Exercise instructions: Transcribe the lines of the records starting with the one that has "Could you mark the gray-winged" in it and ending with the last, and transcribe nothing else.

____

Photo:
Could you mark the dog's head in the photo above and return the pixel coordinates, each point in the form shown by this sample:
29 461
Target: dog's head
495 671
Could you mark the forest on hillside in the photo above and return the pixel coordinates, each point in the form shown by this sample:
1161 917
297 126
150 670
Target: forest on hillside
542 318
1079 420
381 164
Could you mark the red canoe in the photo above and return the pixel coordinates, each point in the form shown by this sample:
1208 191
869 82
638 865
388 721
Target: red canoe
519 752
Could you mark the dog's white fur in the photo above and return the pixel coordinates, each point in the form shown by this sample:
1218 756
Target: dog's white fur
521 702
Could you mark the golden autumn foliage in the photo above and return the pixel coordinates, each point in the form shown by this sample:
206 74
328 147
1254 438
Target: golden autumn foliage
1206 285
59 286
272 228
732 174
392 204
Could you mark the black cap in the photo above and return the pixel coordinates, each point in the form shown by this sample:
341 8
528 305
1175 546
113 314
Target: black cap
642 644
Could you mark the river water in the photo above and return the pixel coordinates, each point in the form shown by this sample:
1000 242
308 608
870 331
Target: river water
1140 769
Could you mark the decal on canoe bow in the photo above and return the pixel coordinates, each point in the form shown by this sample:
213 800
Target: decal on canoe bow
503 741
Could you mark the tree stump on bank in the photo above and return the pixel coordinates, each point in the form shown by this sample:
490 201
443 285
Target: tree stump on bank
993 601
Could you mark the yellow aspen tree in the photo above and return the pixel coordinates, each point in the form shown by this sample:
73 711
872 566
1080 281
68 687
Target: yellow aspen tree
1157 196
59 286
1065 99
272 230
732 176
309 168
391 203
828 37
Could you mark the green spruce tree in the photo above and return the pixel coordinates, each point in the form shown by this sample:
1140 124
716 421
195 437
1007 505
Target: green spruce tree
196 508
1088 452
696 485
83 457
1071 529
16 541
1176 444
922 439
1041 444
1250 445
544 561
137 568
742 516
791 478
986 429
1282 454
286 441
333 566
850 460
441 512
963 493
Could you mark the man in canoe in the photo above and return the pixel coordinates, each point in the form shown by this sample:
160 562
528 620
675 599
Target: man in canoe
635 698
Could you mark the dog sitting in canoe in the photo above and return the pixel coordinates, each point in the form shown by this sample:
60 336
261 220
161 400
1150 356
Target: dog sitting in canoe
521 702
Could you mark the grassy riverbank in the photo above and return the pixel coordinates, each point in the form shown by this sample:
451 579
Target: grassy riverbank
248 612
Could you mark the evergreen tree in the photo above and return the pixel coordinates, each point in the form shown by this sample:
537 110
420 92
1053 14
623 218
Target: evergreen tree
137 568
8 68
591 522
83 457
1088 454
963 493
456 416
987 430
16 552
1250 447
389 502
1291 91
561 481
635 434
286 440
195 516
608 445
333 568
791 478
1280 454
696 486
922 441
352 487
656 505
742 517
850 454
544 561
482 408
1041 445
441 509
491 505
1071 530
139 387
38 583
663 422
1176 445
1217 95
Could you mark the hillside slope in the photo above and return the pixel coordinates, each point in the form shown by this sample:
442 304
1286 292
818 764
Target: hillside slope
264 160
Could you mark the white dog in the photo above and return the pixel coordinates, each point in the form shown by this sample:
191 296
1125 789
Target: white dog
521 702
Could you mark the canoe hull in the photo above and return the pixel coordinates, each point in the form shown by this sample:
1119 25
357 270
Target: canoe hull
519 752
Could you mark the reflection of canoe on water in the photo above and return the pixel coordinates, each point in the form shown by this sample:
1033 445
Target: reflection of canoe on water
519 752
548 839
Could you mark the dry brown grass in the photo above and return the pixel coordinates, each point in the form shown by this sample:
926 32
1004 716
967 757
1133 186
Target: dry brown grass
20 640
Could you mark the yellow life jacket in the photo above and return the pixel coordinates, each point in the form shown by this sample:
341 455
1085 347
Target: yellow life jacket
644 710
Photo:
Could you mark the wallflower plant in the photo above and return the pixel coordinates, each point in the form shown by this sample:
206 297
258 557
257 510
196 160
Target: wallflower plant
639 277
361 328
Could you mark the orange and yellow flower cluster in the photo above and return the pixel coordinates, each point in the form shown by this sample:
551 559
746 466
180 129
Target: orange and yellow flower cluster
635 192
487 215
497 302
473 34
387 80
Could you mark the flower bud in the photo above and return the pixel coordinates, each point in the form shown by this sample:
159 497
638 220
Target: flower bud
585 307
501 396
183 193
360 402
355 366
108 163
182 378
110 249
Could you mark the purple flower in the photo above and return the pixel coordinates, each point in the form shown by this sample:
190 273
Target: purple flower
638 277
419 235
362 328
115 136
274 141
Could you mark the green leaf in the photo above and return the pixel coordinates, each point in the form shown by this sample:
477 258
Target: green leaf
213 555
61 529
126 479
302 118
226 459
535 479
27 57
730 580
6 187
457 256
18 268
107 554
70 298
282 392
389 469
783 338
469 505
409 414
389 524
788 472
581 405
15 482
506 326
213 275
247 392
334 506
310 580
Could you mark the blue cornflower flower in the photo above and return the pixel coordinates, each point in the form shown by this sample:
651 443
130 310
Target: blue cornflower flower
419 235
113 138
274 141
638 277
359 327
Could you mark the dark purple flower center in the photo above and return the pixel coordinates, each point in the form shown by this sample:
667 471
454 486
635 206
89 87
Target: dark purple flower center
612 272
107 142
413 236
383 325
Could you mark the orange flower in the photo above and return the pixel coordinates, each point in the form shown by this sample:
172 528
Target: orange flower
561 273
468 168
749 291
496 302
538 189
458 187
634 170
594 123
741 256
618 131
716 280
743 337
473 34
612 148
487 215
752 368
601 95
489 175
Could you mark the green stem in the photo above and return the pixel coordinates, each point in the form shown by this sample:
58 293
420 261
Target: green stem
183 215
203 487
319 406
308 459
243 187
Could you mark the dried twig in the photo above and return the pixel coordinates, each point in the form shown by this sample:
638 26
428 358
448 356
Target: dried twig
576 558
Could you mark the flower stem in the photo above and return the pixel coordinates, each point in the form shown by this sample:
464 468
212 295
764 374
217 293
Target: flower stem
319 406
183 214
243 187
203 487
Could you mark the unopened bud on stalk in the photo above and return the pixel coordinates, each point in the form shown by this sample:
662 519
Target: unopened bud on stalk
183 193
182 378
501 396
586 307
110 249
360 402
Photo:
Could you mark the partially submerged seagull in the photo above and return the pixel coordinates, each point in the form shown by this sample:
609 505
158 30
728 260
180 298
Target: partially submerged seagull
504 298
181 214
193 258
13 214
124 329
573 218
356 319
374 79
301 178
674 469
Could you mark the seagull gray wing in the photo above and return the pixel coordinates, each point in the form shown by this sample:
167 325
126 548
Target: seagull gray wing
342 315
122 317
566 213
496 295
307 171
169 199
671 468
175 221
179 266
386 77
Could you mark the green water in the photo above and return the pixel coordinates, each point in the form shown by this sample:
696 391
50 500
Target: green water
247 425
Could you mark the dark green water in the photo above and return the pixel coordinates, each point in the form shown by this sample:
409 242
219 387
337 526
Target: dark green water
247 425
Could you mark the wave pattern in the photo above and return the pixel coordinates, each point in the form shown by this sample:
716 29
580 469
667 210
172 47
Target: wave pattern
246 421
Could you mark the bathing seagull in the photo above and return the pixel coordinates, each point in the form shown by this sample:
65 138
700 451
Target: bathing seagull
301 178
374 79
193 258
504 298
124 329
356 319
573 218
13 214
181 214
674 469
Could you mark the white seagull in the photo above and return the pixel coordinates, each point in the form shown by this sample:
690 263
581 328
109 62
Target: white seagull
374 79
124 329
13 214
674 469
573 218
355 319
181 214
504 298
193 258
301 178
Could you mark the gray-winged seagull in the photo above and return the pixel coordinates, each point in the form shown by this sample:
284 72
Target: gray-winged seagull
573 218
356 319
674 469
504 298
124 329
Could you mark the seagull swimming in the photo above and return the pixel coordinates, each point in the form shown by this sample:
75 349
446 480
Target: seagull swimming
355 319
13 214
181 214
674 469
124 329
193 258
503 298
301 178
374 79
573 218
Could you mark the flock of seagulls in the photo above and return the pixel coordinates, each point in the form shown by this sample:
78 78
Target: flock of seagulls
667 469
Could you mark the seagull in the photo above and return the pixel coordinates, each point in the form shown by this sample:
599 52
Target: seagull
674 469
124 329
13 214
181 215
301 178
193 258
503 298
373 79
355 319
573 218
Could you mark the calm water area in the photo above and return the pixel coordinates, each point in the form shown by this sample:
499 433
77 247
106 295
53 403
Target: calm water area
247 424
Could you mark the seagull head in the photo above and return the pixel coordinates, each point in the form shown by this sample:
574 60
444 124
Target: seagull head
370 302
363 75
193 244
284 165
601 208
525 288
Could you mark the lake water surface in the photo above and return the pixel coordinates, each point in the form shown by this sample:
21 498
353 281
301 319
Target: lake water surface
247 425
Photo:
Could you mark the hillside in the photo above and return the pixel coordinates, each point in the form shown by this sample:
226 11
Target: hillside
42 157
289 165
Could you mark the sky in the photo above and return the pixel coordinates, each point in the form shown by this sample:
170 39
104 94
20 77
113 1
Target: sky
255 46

____

Solved problem:
Could you mark the gray-winged seagull in the photo above and return the pixel coordinates, each point in the form shown by this sample:
284 72
Target: gray-winged seagull
573 218
356 319
674 469
504 298
124 329
Could you mark the seagull swimming in the photo above and return the pixel coordinates, each point in the form shown by this sample:
75 349
446 480
Target: seagull swimming
355 319
13 214
181 214
674 469
124 329
193 258
503 298
301 178
374 79
573 218
Could you mark the flock of seagulls in the photo above and return the pixel coordinates, each point in the form shown by this sample:
78 78
Target: flock of seagulls
667 469
Could you mark the seagull in the photo above and return the pixel coordinates, each point in the form shown by this sample:
599 52
Target: seagull
674 469
124 329
13 214
181 215
301 178
193 258
503 298
373 79
355 319
573 218
Could you mark the calm water area in the photo above and return the pixel coordinates, each point in the form shown by this sample:
499 433
77 247
106 295
53 403
Target: calm water area
247 424
Could you mark the seagull head in the photo above and return the pixel coordinates, each point in the form shown by this sample:
574 60
444 124
Target: seagull head
370 302
363 75
193 244
284 165
601 208
525 288
Could you mark the lake water surface in the photo above and return the pixel coordinates, each point in the form shown by this sample:
21 498
353 281
301 319
Target: lake water surface
247 425
Photo:
Could you mark the hillside in the photo above and return the pixel coordinates, each point in the form shown by this sample:
226 11
Target: hillside
42 157
289 165
Could you mark the sky in the photo above and return the pixel coordinates, each point in the form shown by this sample:
170 39
104 94
20 77
113 1
Target: sky
255 46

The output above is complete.